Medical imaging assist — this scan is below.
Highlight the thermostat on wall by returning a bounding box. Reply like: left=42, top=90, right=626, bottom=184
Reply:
--
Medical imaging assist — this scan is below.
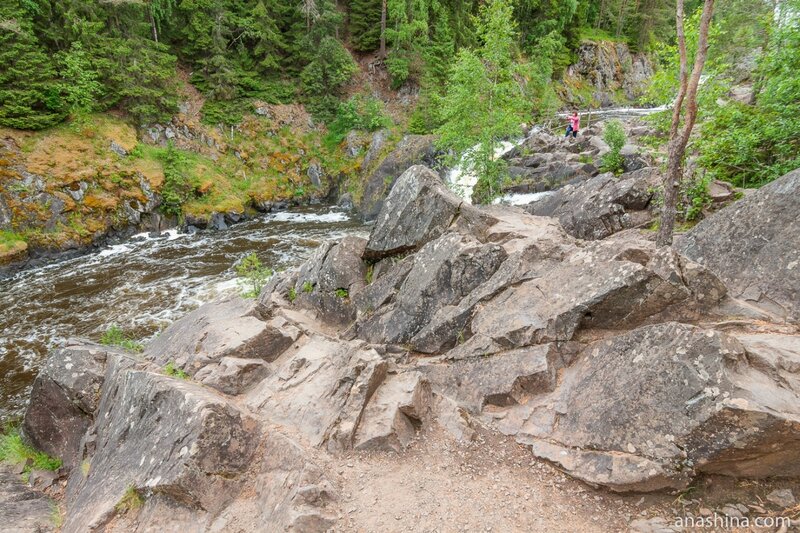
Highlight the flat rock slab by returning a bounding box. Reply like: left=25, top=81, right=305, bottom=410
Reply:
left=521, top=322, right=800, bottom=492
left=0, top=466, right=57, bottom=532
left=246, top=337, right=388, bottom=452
* * *
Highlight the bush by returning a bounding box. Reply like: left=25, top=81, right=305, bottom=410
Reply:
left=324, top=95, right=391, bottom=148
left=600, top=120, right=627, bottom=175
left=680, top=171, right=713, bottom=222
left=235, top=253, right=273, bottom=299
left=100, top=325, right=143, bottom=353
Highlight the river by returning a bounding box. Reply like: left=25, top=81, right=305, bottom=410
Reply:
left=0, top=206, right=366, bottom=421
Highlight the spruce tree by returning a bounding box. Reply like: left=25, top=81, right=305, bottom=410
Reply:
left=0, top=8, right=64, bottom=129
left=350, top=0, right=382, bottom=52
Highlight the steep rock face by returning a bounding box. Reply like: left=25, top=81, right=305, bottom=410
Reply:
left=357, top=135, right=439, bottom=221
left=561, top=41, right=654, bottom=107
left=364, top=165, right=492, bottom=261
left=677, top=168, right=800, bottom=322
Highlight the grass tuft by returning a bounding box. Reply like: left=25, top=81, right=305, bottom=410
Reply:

DIRECTIONS FOR THIS TASK: What must be returned is a bare number, the count of lines in the entries holding the string "returning".

RESULT: 7